WHAT THE EXERCISE ASKS: Which lines in the data below contain the string "bald"? Show each one.

Referring expression data
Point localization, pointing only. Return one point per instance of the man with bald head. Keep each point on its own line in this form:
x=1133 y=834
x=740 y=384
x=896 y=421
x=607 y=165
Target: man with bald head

ANSWER FOR THE TASK:
Point localization, pointing only. Return one point per instance of the man with bald head. Keep each point on its own line in this form:
Target: man with bald head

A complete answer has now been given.